#### HOW TO COMPLETE THIS TASK:
Among the entries below, find every line that has "leaf" and pull it out.

[[ SUPPLIED RECORDS open ]]

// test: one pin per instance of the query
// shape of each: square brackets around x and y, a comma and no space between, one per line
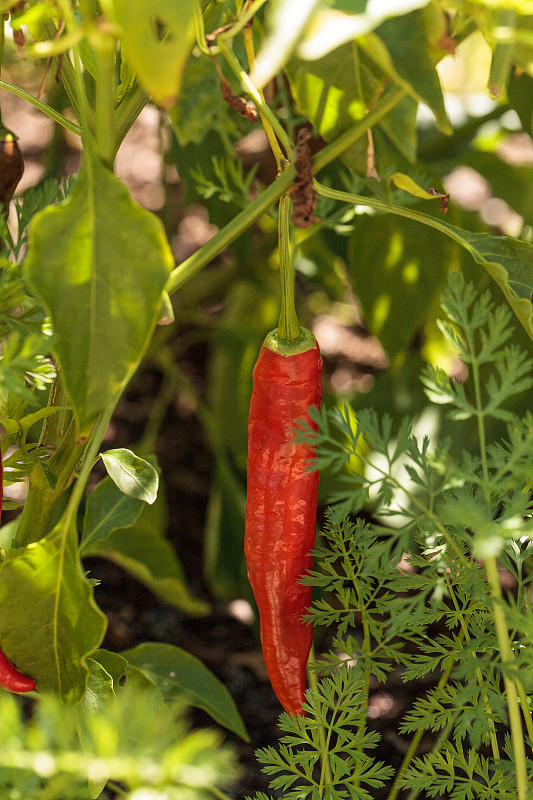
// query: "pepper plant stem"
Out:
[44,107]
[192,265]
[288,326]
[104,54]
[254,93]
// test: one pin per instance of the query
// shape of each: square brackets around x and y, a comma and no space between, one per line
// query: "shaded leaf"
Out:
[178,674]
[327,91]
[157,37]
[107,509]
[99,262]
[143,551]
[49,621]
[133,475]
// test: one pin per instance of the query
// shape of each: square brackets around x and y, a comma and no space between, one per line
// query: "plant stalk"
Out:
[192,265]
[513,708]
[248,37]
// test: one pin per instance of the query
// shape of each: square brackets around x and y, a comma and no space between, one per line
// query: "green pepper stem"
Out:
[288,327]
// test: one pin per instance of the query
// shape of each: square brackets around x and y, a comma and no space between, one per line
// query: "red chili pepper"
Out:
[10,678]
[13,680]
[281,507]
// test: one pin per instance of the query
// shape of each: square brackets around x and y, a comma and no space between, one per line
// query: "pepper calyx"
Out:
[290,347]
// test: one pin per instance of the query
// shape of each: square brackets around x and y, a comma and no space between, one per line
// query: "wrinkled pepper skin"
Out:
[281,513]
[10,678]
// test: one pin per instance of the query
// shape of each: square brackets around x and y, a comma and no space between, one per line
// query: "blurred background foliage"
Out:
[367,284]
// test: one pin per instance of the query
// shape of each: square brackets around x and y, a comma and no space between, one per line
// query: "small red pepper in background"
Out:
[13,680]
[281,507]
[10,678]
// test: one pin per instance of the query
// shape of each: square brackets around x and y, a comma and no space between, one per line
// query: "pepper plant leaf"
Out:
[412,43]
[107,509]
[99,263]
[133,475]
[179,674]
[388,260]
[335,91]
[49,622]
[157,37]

[[ SUPPLIED RECORDS closed ]]
[[ SUPPLIED RECORDS open ]]

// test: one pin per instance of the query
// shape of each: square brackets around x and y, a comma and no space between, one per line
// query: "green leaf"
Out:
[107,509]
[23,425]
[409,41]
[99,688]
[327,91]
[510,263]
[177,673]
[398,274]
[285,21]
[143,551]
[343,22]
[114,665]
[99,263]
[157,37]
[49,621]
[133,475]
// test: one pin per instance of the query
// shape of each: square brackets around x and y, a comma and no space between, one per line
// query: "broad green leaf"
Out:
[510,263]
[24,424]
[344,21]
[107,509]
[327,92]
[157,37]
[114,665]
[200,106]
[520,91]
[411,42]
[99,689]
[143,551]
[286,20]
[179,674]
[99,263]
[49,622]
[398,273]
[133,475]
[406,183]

[[ SUPPLIED RECORDS closed ]]
[[ SUPPLIED RECORDS open ]]

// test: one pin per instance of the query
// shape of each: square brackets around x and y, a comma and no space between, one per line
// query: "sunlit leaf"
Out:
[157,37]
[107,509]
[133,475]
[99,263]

[[ SUPPLIED RECORDS closed ]]

#### WORKED SOLUTION:
// query: "shaded leaf"
// query: "pepper plant leaf"
// query: "green leaf"
// query: "broad green leaf"
// query: "sunlit leaf"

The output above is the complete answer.